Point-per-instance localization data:
------------------------------------------------------------

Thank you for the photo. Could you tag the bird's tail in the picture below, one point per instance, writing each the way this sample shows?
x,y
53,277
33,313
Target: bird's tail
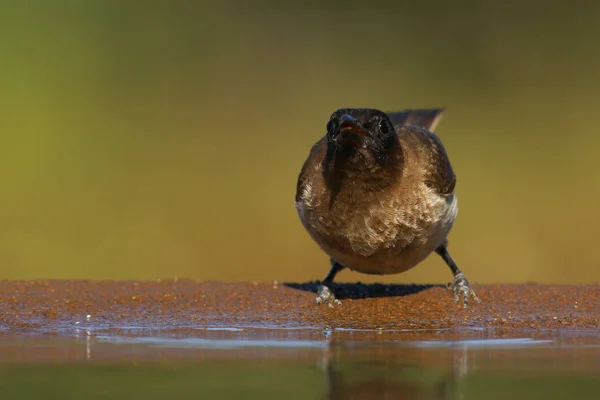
x,y
427,118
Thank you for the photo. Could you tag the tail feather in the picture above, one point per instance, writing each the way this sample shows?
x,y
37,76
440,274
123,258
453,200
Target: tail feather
x,y
425,118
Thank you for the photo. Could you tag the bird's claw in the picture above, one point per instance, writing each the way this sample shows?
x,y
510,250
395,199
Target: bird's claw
x,y
461,287
326,296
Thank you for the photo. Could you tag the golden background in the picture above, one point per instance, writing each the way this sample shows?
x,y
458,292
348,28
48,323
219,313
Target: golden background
x,y
150,139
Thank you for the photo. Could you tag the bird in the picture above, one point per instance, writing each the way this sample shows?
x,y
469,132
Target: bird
x,y
377,194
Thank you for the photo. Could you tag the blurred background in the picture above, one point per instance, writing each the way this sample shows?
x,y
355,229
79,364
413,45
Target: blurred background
x,y
154,139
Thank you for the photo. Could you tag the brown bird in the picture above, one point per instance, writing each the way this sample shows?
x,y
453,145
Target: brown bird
x,y
377,195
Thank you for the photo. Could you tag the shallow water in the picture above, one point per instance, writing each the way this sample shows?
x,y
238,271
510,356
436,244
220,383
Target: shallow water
x,y
252,362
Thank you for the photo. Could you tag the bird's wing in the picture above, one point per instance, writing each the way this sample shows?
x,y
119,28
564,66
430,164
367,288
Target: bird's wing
x,y
435,164
425,118
316,156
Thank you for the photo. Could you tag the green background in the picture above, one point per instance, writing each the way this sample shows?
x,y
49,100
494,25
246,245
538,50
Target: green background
x,y
148,139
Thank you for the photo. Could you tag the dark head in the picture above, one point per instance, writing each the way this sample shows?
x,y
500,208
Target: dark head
x,y
364,135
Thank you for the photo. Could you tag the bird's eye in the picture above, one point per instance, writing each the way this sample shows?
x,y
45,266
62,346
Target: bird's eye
x,y
384,126
332,126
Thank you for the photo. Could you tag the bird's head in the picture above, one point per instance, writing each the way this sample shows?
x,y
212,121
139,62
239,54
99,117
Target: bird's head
x,y
363,135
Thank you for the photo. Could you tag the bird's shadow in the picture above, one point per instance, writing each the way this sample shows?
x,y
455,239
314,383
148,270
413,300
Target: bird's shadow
x,y
363,290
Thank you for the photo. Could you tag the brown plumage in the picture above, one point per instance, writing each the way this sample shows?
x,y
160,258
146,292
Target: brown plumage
x,y
377,194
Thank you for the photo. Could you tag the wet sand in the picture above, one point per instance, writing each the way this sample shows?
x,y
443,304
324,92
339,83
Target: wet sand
x,y
55,306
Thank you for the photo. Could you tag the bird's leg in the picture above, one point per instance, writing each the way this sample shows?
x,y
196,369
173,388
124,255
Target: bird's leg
x,y
460,286
324,293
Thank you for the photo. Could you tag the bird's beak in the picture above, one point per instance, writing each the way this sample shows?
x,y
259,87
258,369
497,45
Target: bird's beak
x,y
349,124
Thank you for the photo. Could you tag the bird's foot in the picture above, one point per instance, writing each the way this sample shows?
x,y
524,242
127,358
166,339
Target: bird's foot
x,y
325,295
461,287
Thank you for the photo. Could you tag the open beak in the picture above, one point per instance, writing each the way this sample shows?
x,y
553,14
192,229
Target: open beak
x,y
349,124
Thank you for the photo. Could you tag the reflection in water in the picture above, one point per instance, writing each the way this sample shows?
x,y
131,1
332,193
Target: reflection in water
x,y
384,379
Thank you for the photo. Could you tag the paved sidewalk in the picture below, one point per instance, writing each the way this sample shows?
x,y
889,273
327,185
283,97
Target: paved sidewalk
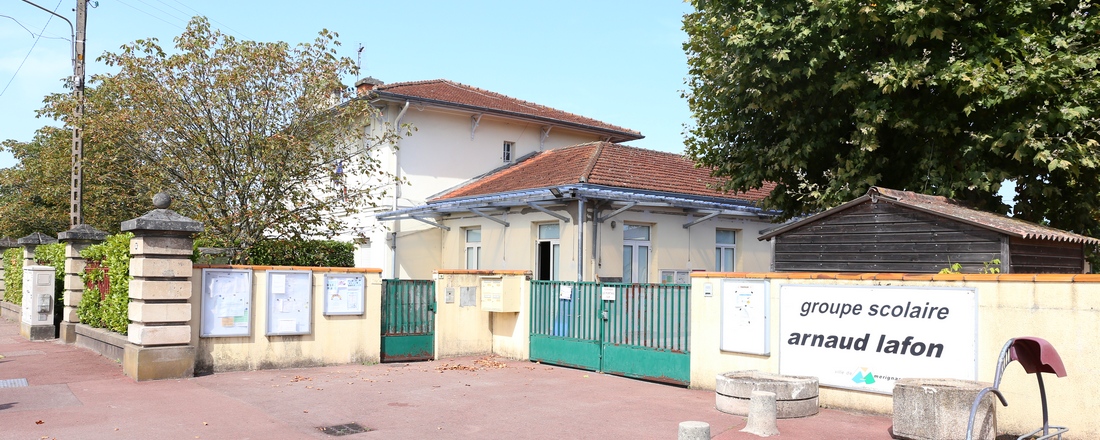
x,y
73,393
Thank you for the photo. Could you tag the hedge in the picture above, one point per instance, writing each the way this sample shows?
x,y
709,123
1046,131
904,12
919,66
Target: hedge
x,y
314,253
111,311
13,275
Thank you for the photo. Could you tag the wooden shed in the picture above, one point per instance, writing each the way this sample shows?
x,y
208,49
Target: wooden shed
x,y
889,230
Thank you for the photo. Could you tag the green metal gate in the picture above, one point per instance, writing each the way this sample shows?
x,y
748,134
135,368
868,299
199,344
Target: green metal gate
x,y
408,320
642,332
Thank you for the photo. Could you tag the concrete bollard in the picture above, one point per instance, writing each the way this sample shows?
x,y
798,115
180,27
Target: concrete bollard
x,y
761,415
694,430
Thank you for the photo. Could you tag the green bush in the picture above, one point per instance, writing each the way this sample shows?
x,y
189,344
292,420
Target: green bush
x,y
13,275
52,255
110,312
314,253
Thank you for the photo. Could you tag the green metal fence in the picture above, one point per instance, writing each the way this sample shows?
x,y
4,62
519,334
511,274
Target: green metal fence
x,y
640,330
408,320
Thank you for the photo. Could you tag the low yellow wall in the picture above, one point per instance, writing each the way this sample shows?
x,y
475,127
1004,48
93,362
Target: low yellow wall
x,y
472,330
332,339
1063,309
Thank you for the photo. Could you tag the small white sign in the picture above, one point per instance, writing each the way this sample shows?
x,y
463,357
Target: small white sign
x,y
607,294
565,293
745,311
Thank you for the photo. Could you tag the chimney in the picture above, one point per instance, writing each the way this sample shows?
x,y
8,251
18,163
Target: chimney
x,y
365,85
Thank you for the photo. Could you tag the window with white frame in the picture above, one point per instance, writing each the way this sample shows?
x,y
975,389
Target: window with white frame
x,y
635,253
548,249
725,246
473,248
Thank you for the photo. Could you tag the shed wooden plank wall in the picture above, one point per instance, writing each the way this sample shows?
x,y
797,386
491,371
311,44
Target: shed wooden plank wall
x,y
1037,256
884,238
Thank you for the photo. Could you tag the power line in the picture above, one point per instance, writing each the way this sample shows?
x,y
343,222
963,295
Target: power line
x,y
32,32
29,52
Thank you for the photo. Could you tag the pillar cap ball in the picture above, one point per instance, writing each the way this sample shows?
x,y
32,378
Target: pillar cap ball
x,y
162,200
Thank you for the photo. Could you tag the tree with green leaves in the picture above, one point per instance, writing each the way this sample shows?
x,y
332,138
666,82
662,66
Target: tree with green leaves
x,y
34,195
945,97
254,140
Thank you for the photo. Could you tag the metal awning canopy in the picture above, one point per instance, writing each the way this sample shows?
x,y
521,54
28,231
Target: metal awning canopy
x,y
542,198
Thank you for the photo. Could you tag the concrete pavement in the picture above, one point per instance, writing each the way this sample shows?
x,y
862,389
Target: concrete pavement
x,y
73,393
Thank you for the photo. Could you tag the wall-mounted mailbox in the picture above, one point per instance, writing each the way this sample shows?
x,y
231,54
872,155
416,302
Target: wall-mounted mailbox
x,y
39,283
495,297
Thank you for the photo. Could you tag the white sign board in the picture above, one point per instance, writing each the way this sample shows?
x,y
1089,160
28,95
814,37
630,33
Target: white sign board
x,y
344,294
867,338
289,301
745,310
607,293
565,293
227,303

------------------------------------------------------------

TASK GOAL: Above are records with pictures; repeat them exactly, but without the pictures.

TASK ANSWER:
Thank you for the photo. Could you tag the bird's tail in the picture below, one point per instance, writing each the way this sample shows?
x,y
53,277
33,313
Target: bird's tail
x,y
427,118
Thank you for the photo. Could you tag the tail feather in the picture above, one point per instance, writing each the way this sample shows?
x,y
37,76
440,274
123,258
453,200
Target: tail feather
x,y
425,118
Thank you for the photo. Could you tag the bird's claw in the picture above, one point per instance, writing each the way this sample shows?
x,y
510,250
395,199
Target: bird's claw
x,y
461,287
326,296
Thank you for the photo. Could you tag the golden background in the picture above, one point per instance, writing each the way this sample shows?
x,y
458,292
348,28
48,323
219,313
Target: golden background
x,y
150,139
Thank you for the photo. Could you tag the bird in the picture above, one point per instance, writing each the way this sample shows?
x,y
469,132
Target: bird
x,y
377,194
Thank you for the photo. Could you tag the blurred background in the picture above, one point per instance, writing each the way this sample shows?
x,y
355,229
79,364
413,45
Target: blurred background
x,y
154,139
Thank you for the photo. Could you tag the brown bird in the picture above, one point per instance, writing each the way this sample shows?
x,y
453,145
Target: brown bird
x,y
377,195
Thank you for the photo. Could you tag the shallow water in the picture above, one point per instance, writing each the way this sample shows?
x,y
238,271
510,356
436,244
220,383
Target: shallow water
x,y
252,362
Thank you for the photo. Could you tag the bird's wing in the picture above, one point per instance, writing each the way this sample shows?
x,y
119,28
564,66
430,164
367,288
Target: bird's wing
x,y
435,164
425,118
316,156
Thank you for the photo. Could you tag the green background in the picture above, one point per instance, writing each the way this sample shows?
x,y
49,100
494,25
246,245
538,50
Target: green background
x,y
148,139
Thank you for the photo. Could you tag the dark head in the picture above, one point per instance, writing each the way this sample shows?
x,y
500,208
Target: dark head
x,y
364,135
Thank you for the photo. Could you tag the bird's eye in the picture above, one point per instance, writing each the way this sample shows?
x,y
45,266
62,346
Target: bird's eye
x,y
384,126
332,126
Thank you for the photo. Could you tag the bird's head in the picture above, one point per instance, writing each the way this sample shows?
x,y
212,121
139,62
239,54
99,117
Target: bird's head
x,y
363,135
Thank you for the photo. Could you tag the bird's shadow in the picture above, one point per instance, writing each the way this sample shows?
x,y
455,239
314,383
148,270
413,300
Target: bird's shadow
x,y
363,290
Thank you for the photo. Could you tag the brown plumage in the picture above, one point per instance, writing each the way this sample shows?
x,y
160,258
146,292
Target: brown plumage
x,y
377,194
Thank you for the photo. Could you tag the wet sand in the picture above, one point per instance, writing each the way this sample shows?
x,y
443,304
324,92
339,83
Target: wet sand
x,y
55,306
Thank you for the photo. Could you tag the bird's leg in the picture above, one point per instance, writing each the way this sample shows?
x,y
196,369
173,388
124,255
Target: bird's leg
x,y
460,286
324,293
Thank you for the photo. Could you tag the bird's beak in the picture above, one point per instance, writing each the way this sample shows?
x,y
259,87
258,369
497,45
Target: bird's beak
x,y
349,124
Thank you for the photo. Could you tag the bird's foot in the picture above, one point per instance, writing each the way this sample shows?
x,y
524,242
127,358
166,339
Target: bird's foot
x,y
325,295
461,287
Thank you for the photo. Could you tag the open beak in the picture above, one point per instance, writing each the way this sample shows?
x,y
553,14
192,229
Target: open beak
x,y
349,124
Thank you for the photo. Could you tag the reflection in water in the picture above, one point per instance, writing each the way this sample shows?
x,y
131,1
332,193
Target: reflection in water
x,y
384,379
Thank you for the photo. Could you tag the paved sidewalk in the picture below, one point per instance, writing each the way this sample shows?
x,y
889,273
327,185
283,97
Target: paved sidewalk
x,y
73,393
Thank you for the photo. Could you tag the hedge in the picture above, one point per instance, writing each the way this sample shows?
x,y
709,123
1046,131
904,12
919,66
Target: hedge
x,y
314,253
111,311
13,275
Thank you for the photo. Could you tag the wooden shed in the picture above, one point per instance, writing each the way this sample shows?
x,y
208,49
Target: wooden shed
x,y
889,230
Thank you for the photo. Could you tag the green metal gate in the picture above, one point per instance, writing each the way this sample shows?
x,y
748,134
135,368
868,299
199,344
Target: green metal gate
x,y
408,320
642,332
Thank you for the photo. Could you tag the concrete bollard in the picture above, one point per instance, writing each the way this sample shows?
x,y
798,115
180,27
Target: concrete bollard
x,y
761,415
694,430
Thank you for the photo. Could you tag the green bush in the picture above, one point per instance, writing each the way this sample shows?
x,y
189,344
292,420
Target: green bush
x,y
13,275
52,255
110,312
314,253
Thank you for the photo. Could you tag the green metal fence in the picture above, one point per instance, writing each the way this sample shows?
x,y
4,62
519,334
511,274
Target: green metal fence
x,y
640,330
408,320
Thank you for the photo. Could you tag the low yellow wall in the picture above, one point per instance, writing each the way this sample shows?
x,y
475,127
1004,48
93,362
Target: low yellow wall
x,y
472,330
332,339
1063,309
Thank you for the photo. Could you tag the small white sign in the picture above, one point per instance, writing each the way this sample shows?
x,y
463,357
Target: small white sign
x,y
607,294
565,293
745,311
Thank you for the photo. Could you tag the chimney in the picture above, one point per instance, writing each the way this sample shows?
x,y
8,251
18,163
Target: chimney
x,y
365,85
Thank you for the photo. Could you tag the window with white frame in the picture above, one point per instance, writing each the way this sample shows?
x,y
975,389
Target: window with white frame
x,y
635,253
548,249
725,246
473,248
Thank you for the photo. Could you tag the shed wooden plank wall in the picture above, one point per instance, writing each the way this sample shows?
x,y
797,386
491,371
311,44
Target: shed wooden plank wall
x,y
1037,256
884,238
Thank you for the photo. Could you tag the power line in the picture above, one point per instance, writing each the way this sample shows?
x,y
343,222
963,295
Target: power line
x,y
32,32
29,52
Thank you for the photo. Could you tag the pillar cap ball in the picture above, one point per instance, writing each the way this sample shows?
x,y
32,378
Target: pillar cap ball
x,y
162,200
Thank you for the photo. Could you tag the tree with green leaves in the picture above, one point per instance, writing each the way this sample shows?
x,y
332,138
666,82
662,66
Target: tree with green leaves
x,y
34,195
945,97
254,140
Thank you for the photo. Could you tag the metal awning canopy in the picture above, one point per instance, writing each the way this sample shows?
x,y
521,54
28,231
Target: metal awning canopy
x,y
542,198
Thank you for the photo. Could you tag the concrete pavement in the picture above, one point per instance, writing each the way this sample shows?
x,y
862,389
Target: concrete pavement
x,y
73,393
Thank you for the photo. Could you tag the wall-mounted mailbox in the picture above, one point per instance, writing each the way this sample shows?
x,y
231,54
872,155
416,302
Target: wall-mounted mailbox
x,y
39,283
495,297
Thank you for the photo. Could you tag the white sign board in the picture above, one point per instance, writing each the way this sample shows?
x,y
1089,160
28,95
814,37
630,33
Target: white sign board
x,y
344,294
867,338
289,301
745,310
607,293
565,293
227,303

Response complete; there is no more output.